** Start Source document **

JRGS Reunion - July 2013

Left-to-right: Andrew Brown, Peter Ward, Dave Anderson, Richard Swann,
Søren Brightman
, Gordon Foster and Grahame Hadden.

JRGS Reunion - July 2013

Left-to-right: Søren Brightman chatting with Keith Chaplin and his wife Annette, who were reached via Skype.

 Click on either image to view a full-size version.

   By the way, I was only at JRGS from September 1968 until January 1971 for the sixth form in Lower and Upper Sixth Science Alpha, and a repeat half of a third-year sixth form, as I failed A Levels the first time in the summer of 1970. (And the second time the following January, for that matter!) But, all things being equal, I have not done too bad! After JRGS I joined the BBC.
   Keith Chaplin and I were mates - we grew up together; he's one year younger than me, but lived across the street from me in Ashburton Avenue and we both went to Ashburton Infants and juniors. I went to Ashburton Secondary Modern from 1963 to 1968 and did O Levels there, coming up to John Ruskin for A Levels in September 1968, while Keith went straight to John Ruskin for A Levels.
   FYI: We were also in contact with Dave Calderwood
(JRGS 1964-71). He was in the same class/year as Keith, Dave and Søren, etc, but is now living in the Pyrenees and couldn't make it.

Grahame Hadden, Hampton, Middlesex, September 2013 Email

David Anderson (JRGS 1964-71) adds: Can I please ask that our classmates and good friends Dennis O`Neil and Mike Coppen - who "disappeared" shortly after leaving JRGS and haven't been heard of since - get in touch if they see this! We would love to hear from them.
   Several of us are off to Dave Calderwood's converted barn in the Pyrenees mountains in Spain this weekend for his 61st Birthday Bash. It was postponed from last year - the Big 6-0 - as the barn was not then habitable. That may well be another story for The Mill!

Richard Swann adds: I was never at John Ruskin but I have known Keith Chaplin (and, by association, all these other reprobates) since the first day at Ashburton Infants School.

** End Source document **
** Start Data listing **

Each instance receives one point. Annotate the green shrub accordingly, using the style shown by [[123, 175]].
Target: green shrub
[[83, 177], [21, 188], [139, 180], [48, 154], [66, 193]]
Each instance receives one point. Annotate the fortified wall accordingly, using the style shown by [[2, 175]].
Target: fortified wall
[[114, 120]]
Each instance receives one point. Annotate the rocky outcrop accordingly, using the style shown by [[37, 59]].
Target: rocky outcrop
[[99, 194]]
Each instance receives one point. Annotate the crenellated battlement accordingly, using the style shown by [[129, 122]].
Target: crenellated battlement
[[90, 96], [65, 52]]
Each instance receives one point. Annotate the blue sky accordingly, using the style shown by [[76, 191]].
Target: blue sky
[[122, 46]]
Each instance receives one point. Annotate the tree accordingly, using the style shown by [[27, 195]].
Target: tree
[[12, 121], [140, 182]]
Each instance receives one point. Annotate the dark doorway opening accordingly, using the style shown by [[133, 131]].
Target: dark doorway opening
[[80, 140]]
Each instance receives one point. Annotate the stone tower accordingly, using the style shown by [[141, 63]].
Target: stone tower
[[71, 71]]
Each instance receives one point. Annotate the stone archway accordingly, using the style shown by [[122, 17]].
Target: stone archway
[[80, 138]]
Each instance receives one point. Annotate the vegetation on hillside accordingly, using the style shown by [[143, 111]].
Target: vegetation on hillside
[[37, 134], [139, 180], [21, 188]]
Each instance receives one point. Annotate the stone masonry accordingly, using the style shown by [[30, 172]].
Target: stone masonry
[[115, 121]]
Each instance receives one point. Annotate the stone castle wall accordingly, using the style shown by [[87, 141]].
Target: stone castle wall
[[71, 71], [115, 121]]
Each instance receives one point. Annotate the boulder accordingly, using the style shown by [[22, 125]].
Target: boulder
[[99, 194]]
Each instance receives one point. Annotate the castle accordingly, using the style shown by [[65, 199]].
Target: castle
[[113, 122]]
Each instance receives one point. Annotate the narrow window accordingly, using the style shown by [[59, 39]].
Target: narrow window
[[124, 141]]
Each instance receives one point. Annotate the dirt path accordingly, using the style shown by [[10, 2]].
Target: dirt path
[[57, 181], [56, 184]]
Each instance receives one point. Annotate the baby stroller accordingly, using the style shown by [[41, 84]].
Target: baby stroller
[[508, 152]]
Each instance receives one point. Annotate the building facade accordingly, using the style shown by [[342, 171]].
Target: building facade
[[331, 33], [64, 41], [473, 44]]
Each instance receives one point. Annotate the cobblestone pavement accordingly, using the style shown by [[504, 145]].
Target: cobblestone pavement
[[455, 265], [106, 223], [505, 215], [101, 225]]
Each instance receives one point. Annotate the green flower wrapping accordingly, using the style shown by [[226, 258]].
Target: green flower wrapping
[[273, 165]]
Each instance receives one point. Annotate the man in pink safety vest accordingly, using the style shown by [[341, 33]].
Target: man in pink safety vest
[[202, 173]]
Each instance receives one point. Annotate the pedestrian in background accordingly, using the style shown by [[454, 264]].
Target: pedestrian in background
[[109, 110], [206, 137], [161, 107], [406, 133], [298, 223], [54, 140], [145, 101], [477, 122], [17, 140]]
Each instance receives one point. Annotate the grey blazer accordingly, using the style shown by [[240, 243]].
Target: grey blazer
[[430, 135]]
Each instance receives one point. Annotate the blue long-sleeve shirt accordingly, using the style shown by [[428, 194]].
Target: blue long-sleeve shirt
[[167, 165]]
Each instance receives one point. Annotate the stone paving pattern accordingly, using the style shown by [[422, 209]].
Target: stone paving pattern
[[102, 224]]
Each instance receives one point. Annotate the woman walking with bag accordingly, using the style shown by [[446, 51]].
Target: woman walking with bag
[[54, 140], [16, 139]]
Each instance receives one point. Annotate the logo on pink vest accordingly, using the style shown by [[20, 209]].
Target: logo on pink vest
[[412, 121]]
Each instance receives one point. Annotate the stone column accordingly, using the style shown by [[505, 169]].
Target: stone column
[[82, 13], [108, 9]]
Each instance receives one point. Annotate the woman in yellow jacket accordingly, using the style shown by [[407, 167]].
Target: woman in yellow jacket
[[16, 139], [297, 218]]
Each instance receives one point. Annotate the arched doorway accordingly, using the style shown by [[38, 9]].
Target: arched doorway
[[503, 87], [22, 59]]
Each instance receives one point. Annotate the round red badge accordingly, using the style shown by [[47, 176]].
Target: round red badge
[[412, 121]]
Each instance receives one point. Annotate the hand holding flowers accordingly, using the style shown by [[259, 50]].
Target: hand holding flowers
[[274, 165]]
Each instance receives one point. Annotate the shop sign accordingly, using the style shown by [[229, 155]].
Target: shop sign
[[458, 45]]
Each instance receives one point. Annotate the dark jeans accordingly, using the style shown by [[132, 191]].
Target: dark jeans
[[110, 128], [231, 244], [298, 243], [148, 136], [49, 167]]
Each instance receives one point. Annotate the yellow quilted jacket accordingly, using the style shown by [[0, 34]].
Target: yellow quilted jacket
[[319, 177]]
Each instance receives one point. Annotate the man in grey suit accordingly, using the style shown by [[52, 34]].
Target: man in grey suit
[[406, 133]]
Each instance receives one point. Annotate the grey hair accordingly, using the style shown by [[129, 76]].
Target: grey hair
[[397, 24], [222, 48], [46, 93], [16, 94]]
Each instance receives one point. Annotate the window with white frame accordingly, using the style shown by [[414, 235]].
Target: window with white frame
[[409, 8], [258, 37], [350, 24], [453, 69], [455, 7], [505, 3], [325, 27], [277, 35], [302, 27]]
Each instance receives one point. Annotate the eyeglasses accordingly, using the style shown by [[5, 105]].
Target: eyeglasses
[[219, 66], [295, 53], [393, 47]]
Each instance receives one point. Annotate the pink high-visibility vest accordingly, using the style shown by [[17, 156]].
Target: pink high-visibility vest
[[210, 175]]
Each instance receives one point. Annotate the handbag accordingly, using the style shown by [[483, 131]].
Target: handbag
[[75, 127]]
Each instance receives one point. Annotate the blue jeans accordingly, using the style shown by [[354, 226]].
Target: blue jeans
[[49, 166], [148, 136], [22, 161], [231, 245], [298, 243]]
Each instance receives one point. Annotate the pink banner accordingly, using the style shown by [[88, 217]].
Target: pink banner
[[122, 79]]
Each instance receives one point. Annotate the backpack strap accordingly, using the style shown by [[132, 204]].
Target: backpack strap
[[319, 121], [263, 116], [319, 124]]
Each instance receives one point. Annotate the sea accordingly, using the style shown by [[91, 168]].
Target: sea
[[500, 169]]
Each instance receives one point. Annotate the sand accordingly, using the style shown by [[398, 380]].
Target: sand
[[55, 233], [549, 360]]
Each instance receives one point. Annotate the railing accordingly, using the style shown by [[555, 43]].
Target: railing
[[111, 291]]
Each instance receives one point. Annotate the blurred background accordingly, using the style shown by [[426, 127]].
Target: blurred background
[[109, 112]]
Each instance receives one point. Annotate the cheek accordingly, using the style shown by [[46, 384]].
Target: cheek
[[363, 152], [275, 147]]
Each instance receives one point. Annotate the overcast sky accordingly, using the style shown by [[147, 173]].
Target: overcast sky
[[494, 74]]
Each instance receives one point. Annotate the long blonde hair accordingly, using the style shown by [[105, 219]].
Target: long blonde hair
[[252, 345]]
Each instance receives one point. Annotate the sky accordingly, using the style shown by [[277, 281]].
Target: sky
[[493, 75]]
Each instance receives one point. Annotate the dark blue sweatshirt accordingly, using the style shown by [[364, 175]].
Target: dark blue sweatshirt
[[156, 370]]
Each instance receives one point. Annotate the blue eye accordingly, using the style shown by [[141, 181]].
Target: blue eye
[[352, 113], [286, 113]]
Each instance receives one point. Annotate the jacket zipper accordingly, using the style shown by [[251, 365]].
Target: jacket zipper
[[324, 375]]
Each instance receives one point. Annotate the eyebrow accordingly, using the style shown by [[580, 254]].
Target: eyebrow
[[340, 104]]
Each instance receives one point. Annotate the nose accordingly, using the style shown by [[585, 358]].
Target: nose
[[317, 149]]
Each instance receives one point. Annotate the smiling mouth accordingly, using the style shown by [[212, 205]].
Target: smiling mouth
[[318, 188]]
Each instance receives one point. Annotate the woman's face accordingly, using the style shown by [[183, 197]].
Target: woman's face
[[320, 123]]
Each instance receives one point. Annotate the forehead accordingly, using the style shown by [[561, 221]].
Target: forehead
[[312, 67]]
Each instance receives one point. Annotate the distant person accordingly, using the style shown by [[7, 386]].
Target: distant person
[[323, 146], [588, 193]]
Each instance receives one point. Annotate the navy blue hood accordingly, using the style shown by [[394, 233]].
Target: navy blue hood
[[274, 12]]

** End Data listing **

## What you will do
1. List every person named in the first left-to-right caption of the JRGS reunion page.
2. Write the next few sentences of the JRGS reunion page, picking up after Richard Swann's remark about Ashburton Infants School.
The items are not needed here.

## Answers by task
1. Andrew Brown, Peter Ward, Dave Anderson, Richard Swann, Søren Brightman, Gordon Foster, Grahame Hadden

2.
 

 Ian Macdonald (JRGS 1958-65) reports on renovations to a favorite public house...

Further to a recent email to our webmaster from Phil Cowlam (JRGS 1951-58), who had noticed that "all signage has been removed from The Surprise and the car park has a row of builder's barriers. The Sandrock, a more airy pub further up opposite Shirley Hills, still exists."
   Checking with the pub's landlord, whom I know well after our recent series of JRGS Reunions at that location - 2009, 2010, 2011 and 2012 - I have determined that The Surprise is indeed closed for renovations, and due to be ready in early August. The pub will then open as a “Fish and Chip” restaurant that is not available for private functions, such as our possible reunions. The Sandrock is a gastro pub, and therefore also unavailable. The Crown in Wickham Road does not have a function room but can set aside an area and provide a buffet.
   My wife and I - that sounds regal - are willing to host a JRGS Reunion in our conservatory, supplying a hot meal or meals plus drinks – but none draught – for a modest sum. We live down the road from The Surprise, and so are easy to reach.
   Our suggested date is Saturday 28th September 2013 at noon – or any other by popular request. Numbers were not overwhelming last year, so I’m sure we would have the space. Alumni members will need to email me by Monday 23rd September for catering arrangements, and indicating a choice of: 1. The Crown or 2. "Chez Mac”.
   If there is sufficient demand - let's say at least 20 attendees - then we would be willing to host this year’s reunion in our conservatory.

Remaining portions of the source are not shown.